SMART Transportation Division President Jeremy R. Ferguson issued the following statement on Aug. 18, 2022:
On Tuesday, August 16, 2022, Presidential Emergency Board 250 (PEB 250) provided the White House with its recommendations for settlement between the National Carriers’ Conference Committee (NCCC) and the United Rail Unions coalition. And while the recommendations of PEB 250 were a vast improvement over the carriers’ previous proposals, the recommendations do not go far enough to provide our members with the quality of life that they have earned, and that both they and their families deserve.
Last month, the leaders of the dozen-strong United Rail Unions delivered impassioned and technically sound presentations before the PEB expressing the need for improvements to quality-of-life issues, including addressing the draconian carrier attendance policies and the need for more paid and scheduled time off. However, it would seem as if these were not deemed as key issues. Obviously, our preference was for the PEB to make firm and bold changes to that status quo, but, unfortunately, they deferred and moved these important issues back to the domain of arbitration.
Additionally, the PEB recommended a 22 percent cumulative, 24 percent compounded, raise in compensation, which, if passed, would be the largest raise rail labor has seen in 47 years, but falls well short of our proposed benchmark to provide our members, most of whom have worked tirelessly throughout the pandemic and have brought about the richest era in railroading history, with a rate of pay of which they are deserving and that will attract new talent. Our organizations presented real-time statistics that exhibited how our remaining members are left to shoulder the additional workload after seeing valued co-workers laid off or resigning as a direct effect of Precision Scheduled Railroading. Furthermore, it is unknown if the recommended wage and benefit package will assist in retaining workers, let alone recruit new employees into the industry. Only in time, if accepted, will we be able to correctly answer that question, but based on our initial feedback, the outlook is not good.

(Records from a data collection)
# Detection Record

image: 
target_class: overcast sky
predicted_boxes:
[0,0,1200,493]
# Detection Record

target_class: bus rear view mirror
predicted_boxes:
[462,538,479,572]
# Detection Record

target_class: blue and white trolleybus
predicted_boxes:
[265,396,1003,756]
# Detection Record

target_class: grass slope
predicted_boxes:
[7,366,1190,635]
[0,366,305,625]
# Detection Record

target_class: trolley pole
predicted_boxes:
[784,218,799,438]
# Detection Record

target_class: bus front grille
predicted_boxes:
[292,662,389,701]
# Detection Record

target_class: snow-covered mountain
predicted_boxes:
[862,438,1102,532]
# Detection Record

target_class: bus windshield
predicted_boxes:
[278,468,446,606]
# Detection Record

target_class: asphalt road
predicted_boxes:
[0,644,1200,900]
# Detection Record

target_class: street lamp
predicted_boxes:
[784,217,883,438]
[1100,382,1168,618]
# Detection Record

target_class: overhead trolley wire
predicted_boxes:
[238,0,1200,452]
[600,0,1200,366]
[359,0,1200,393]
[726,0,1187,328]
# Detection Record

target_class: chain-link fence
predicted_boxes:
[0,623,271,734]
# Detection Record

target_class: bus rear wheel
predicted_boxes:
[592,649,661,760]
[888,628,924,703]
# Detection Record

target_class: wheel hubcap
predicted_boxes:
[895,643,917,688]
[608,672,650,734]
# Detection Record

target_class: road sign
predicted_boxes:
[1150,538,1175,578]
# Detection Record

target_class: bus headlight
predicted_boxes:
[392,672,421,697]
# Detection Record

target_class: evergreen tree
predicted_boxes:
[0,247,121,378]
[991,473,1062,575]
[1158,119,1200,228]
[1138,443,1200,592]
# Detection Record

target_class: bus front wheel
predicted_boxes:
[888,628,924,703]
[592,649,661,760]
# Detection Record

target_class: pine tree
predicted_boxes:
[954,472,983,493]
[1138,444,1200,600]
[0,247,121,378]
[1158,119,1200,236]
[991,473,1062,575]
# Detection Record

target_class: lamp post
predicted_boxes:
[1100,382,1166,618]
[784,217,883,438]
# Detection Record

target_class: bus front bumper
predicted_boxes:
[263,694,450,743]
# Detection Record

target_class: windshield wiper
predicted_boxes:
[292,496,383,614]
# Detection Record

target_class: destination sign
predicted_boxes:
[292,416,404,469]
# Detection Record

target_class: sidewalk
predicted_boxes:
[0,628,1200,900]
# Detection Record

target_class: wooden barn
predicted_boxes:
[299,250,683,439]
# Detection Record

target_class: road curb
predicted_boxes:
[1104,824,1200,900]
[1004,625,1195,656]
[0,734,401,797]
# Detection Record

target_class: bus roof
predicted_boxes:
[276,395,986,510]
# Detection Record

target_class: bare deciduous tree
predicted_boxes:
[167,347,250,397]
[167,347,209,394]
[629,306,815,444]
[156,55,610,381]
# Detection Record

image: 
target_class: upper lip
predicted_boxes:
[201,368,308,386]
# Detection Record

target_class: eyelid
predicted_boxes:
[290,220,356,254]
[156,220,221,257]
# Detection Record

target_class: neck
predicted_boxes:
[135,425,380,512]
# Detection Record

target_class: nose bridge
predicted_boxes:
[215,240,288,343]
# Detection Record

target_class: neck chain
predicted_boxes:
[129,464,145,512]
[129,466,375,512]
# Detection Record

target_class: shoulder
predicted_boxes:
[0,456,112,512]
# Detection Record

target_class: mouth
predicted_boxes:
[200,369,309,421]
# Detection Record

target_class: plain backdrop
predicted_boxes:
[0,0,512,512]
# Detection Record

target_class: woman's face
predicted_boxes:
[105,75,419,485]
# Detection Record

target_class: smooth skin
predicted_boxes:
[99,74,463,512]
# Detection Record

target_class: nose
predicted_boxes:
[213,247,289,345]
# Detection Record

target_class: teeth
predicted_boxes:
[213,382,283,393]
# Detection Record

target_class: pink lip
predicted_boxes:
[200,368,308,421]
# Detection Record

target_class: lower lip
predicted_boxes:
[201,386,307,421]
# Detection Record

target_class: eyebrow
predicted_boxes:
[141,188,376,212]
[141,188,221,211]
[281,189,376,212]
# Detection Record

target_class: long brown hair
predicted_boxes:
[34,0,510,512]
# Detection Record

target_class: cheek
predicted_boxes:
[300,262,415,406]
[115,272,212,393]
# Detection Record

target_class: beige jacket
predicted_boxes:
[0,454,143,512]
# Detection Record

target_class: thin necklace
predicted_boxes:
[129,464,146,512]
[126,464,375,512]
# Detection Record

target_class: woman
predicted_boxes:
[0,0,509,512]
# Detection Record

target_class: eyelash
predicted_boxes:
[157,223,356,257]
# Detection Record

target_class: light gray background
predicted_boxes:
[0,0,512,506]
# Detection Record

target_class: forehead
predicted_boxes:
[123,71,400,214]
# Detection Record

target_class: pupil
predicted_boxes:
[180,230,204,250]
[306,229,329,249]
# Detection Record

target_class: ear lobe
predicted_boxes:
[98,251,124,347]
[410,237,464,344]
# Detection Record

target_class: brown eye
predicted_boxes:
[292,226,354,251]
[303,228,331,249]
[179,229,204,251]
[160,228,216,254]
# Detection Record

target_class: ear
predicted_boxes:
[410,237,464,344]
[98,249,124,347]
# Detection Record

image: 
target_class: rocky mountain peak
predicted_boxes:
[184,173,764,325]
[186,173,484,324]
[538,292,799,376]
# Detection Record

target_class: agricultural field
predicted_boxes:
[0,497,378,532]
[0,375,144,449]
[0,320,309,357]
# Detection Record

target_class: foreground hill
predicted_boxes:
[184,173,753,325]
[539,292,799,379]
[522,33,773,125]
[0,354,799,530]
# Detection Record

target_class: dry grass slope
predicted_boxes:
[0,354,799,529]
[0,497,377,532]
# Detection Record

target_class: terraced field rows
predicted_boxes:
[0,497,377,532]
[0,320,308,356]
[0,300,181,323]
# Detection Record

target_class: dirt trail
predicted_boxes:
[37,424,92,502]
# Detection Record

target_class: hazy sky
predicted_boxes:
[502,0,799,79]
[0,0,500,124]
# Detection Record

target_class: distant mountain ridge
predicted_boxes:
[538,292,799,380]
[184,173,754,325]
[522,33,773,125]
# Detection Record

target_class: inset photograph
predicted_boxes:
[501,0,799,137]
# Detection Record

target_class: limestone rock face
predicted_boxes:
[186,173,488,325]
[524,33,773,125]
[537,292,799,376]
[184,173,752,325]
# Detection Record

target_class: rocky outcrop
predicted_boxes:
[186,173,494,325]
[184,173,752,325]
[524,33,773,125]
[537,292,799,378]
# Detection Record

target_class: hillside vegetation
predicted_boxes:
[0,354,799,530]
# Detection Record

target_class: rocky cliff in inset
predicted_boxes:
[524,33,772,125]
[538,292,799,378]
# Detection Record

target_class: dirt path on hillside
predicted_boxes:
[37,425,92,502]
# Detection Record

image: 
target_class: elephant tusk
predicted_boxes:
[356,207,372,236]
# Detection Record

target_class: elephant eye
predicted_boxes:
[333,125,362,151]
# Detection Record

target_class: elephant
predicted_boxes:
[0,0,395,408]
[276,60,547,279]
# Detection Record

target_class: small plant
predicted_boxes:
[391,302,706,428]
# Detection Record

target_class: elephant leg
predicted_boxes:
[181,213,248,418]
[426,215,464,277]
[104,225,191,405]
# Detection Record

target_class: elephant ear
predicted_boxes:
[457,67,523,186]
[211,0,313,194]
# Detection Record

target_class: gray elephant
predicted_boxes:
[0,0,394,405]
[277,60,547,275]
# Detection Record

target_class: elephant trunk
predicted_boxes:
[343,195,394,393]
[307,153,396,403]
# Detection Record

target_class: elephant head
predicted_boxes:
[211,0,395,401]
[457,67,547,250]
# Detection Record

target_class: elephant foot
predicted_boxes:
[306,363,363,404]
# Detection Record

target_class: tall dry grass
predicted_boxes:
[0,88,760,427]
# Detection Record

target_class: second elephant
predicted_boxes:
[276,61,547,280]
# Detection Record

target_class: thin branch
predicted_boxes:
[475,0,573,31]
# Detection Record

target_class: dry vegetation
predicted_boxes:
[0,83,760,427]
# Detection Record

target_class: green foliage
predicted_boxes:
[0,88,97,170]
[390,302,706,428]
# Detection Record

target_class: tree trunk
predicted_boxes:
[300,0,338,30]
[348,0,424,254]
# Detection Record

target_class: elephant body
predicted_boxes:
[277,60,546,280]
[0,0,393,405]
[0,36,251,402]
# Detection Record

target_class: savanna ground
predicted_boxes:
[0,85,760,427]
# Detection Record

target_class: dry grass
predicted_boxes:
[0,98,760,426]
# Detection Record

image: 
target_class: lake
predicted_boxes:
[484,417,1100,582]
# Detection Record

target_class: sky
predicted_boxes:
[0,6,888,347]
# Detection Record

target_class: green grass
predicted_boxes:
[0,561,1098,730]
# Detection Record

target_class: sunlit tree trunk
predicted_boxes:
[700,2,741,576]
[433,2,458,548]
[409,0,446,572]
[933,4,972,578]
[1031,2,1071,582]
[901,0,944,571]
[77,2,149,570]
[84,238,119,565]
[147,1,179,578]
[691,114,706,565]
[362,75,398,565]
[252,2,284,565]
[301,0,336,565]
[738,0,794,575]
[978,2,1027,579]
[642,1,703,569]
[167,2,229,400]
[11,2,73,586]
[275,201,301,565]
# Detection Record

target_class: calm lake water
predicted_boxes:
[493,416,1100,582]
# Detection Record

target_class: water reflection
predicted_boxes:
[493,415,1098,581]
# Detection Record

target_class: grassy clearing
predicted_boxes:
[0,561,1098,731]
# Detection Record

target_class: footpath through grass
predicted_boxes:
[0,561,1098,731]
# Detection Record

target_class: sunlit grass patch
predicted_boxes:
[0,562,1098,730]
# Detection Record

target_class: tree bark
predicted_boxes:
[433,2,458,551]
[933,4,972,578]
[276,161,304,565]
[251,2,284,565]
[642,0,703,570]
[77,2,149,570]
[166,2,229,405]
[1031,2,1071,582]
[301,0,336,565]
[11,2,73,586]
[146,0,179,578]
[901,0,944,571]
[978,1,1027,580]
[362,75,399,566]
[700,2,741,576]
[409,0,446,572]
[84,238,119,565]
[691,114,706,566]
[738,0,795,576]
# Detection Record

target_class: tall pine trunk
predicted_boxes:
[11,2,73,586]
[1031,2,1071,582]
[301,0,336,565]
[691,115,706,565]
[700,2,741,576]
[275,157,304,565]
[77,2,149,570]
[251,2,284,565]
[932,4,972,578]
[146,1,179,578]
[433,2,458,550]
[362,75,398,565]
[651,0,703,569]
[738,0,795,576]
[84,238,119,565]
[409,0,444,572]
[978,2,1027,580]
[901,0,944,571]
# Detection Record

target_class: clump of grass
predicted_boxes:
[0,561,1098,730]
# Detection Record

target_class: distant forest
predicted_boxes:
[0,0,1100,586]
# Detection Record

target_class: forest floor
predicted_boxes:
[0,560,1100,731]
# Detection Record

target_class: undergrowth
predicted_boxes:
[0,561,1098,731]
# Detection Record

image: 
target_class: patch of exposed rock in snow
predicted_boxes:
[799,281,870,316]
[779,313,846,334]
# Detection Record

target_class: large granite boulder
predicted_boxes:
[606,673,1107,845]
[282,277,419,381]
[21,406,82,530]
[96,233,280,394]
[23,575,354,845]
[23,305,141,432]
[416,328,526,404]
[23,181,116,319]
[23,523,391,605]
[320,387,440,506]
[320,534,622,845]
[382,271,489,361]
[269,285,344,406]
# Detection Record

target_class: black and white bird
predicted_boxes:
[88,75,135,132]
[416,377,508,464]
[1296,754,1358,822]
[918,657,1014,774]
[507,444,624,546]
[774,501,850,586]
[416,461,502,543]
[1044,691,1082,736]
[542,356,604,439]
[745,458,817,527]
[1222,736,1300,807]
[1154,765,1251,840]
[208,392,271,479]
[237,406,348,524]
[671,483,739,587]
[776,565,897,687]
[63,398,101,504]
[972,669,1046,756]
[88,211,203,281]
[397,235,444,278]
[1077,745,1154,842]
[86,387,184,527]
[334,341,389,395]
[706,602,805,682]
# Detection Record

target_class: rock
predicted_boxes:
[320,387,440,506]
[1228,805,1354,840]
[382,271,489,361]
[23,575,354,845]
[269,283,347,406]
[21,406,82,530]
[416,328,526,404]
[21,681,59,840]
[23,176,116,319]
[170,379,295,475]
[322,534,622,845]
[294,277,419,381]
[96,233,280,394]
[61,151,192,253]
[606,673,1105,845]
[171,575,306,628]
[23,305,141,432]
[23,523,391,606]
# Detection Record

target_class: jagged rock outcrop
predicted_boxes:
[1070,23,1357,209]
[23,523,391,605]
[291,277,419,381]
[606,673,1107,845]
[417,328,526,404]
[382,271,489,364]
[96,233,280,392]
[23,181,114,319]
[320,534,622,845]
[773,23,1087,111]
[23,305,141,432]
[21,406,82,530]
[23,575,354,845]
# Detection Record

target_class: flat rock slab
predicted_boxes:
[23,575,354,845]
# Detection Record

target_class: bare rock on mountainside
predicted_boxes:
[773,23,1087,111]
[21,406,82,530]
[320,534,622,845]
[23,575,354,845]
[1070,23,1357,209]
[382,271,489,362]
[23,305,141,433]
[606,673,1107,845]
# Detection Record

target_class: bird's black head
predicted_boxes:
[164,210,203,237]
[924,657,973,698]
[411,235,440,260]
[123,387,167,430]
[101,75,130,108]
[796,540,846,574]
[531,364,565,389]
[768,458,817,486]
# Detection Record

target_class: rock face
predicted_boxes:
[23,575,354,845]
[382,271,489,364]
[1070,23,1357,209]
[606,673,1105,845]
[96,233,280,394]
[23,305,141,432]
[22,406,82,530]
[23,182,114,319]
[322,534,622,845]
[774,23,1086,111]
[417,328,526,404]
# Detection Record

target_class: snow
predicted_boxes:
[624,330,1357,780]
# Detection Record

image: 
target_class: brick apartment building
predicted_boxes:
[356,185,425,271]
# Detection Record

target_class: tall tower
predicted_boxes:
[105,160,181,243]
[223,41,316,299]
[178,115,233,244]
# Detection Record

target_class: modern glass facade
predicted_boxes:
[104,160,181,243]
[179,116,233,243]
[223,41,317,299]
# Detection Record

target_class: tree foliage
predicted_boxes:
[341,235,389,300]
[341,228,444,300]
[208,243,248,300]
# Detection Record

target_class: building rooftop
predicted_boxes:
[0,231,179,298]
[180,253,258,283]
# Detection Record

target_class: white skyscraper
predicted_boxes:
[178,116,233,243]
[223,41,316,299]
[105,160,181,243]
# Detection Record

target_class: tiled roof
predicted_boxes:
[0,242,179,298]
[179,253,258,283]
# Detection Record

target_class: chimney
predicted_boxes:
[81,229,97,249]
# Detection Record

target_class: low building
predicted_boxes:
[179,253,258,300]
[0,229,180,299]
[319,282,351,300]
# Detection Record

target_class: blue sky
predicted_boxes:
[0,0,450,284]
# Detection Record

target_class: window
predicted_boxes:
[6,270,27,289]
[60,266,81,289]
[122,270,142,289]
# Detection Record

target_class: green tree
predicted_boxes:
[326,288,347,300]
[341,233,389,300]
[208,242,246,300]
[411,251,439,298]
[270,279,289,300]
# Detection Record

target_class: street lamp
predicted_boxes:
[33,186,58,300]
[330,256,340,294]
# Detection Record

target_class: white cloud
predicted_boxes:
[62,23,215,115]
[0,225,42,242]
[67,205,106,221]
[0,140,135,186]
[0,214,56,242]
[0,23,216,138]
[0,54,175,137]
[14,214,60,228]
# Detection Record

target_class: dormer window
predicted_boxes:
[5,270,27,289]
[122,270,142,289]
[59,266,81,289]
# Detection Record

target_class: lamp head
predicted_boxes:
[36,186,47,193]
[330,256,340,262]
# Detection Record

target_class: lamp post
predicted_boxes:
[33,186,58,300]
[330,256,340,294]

* What the task asks *
Extend the statement on the Presidential Emergency Board 250 recommendations from where it stops.

* Task output *
SMART-TD leaders made our case clear before the PEB in July that our membership and the membership of the other unions deserve better, especially in recognition of what we accomplished before, during and after the pandemic. Our position has not changed, nor have we wavered from it. We are and will continue to fight for each and every one of our members, seeking the best possible outcome in all that we engage in.
Truthfully, your union negotiators feel a level of disappointment with the PEB’s recommendations falling short on many of our requests — especially as it split the difference between what Labor and the carriers were seeking from a wage perspective, rather than choosing one over the other. While it is a slight comfort knowing that these results are still better than those the carriers previously proposed and what likely would have been obtained under the previous administration, it does little to alleviate the division between the hedge fund managers, shareholders, and railroad officers — those who have obtained record profits, bonuses, stock buybacks and lower operating ratios all the while sitting in their climate-controlled, sanitized corporate offices — while the working people, their employees, our members, fellow brothers, and sisters are on call 24/7/365, working safely, loyally, moving America’s freight and citizens.
The decision on whether to accept a tentative agreement that could be based on these recommendations may ultimately lie in the hands of those same workers whose passion and determination carried the country through a pandemic and a supply-chain crisis.
Although we share your frustration, our effort towards attaining the best possible contract for our membership will not be deterred. This is but the first step in the process, so please be patient as this situation continues to evolve. We are currently gathering and evaluating information, which includes input from the membership, as we weigh the PEB’s recommendations and what our options may be. The remaining members of the coalition will be meeting with the NRLC in the very near future to determine if a possible tentative agreement can be reached as a result of these recommendations.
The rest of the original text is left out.